■ SUPPLIED PASSAGE ■
- - - - - - -

The driver looked to be about 19 if he was a day. And the passenger looked to be about 90. The deer in the headlights look was my first clue something was wrong; glancing at the patches on their jacket sleeves cinched it.
The younger guy was an ECA (emergency care attendant, basically a first-aid trained driver) and the old guy was a basic EMT. It was then that it dawned on me I was stuck with this guy. I asked if an ALS unit was en route. The response of course was no. They were the only ones on.
Cursing under my breath, getting mad at my wife for making me stop, I asked the trooper to go tell my wife to follow the ambulance because I couldn’t leave this patient now that I had started care. He acknowledged, thanked me for stopping, then shut the doors. I told the kid to drive like a bat out of hell to the closest hospital: Winslow, 40 miles away. He climbed into the driver’s seat and away we went, sirens blaring.
My wife was hot on our tail in our four-wheel drive Blazer, blue light still flashing on the roof. Looking around the bus I noticed it was a fully stocked ALS unit. Come to find out, the medic went home sick.

- - - - - - -

■ RECORD SET ■

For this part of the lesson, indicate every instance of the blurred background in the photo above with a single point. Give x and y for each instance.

- - - - - - -

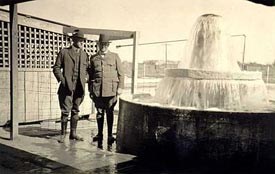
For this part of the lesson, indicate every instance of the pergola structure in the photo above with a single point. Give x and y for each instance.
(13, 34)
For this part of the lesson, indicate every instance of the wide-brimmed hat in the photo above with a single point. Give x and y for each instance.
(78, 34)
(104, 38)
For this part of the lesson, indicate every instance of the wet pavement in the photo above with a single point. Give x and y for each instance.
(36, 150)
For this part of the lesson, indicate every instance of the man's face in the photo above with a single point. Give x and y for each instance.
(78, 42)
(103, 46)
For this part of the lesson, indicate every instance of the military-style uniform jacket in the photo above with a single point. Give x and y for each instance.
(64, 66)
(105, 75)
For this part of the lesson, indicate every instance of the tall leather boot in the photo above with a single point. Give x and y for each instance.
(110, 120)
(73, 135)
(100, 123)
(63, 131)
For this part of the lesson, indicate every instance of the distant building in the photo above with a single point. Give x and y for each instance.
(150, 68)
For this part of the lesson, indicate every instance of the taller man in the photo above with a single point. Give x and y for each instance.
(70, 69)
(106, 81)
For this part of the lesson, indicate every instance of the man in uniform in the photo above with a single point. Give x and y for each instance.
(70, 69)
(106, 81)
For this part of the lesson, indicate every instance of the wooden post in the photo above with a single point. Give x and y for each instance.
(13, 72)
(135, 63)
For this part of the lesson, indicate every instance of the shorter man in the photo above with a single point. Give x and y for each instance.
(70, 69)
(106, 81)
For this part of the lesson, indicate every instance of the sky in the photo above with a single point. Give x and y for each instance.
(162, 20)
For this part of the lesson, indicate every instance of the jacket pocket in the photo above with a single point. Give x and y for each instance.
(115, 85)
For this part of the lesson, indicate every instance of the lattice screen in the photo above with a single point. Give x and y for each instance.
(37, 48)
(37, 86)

- - - - - - -

■ APPLY WHAT YOU READ ■
[A] In the ambulance story, how far away was Winslow, the closest hospital?
[B] Write the next part of the ambulance story, picking up right after its final sentence.

■ RESPONSES TO THE EXERCISE ■
[A] Winslow was 40 miles away.

[B]
I quickly cut off the patient’s shirt, attached him to the monitor, opened their grey box and put a 14 gauge in the patient’s antecubital vein with ringers running. I had the EMT splint his broken arm as I tried to control the bleeding coming from the multiple lacerations on his face and head. Grabbing the stethoscope, I listened for breath sounds and became alarmed when I didn’t hear any on the left side. Palpating his chest, I noticed multiple broken ribs on the left side. Glancing at the monitor he was becoming tachycardic and hypo-tensive. He was circling the drain fast.
Impelled for incubation, got him tuned and had the EMT bagging him. I found a 14 gauge 2 3/4 inch catheter and quickly needled his chest releasing a crap load of blood. I grabbed the headset for the EMScom radio and called into the hospital in Winslow.
By God’s grace the doctor that got on the line was one that I knew from Phoenix; he was moonlighting in Winslow over Christmas. I gave him the run down, told him how far out we were and asked if he had any orders. None that he could think of, outside of giving the patient some drugs to put him under. Concerned about his ICP I told the doc I would give him some versed, but that was it. Once he was decompressed his vitals improved slightly, but enough for my satisfaction.
It took us almost an hour to get to the hospital due to the weather. Upon arrival the doc and I shook hands, I gave the trauma team (such as it was) my report, then went and sat at the nurses station to write out my report. My wife came in for a cup of coffee and I stepped out to watch our blazer as the kids were asleep inside. They had not moved or stirred the entire time.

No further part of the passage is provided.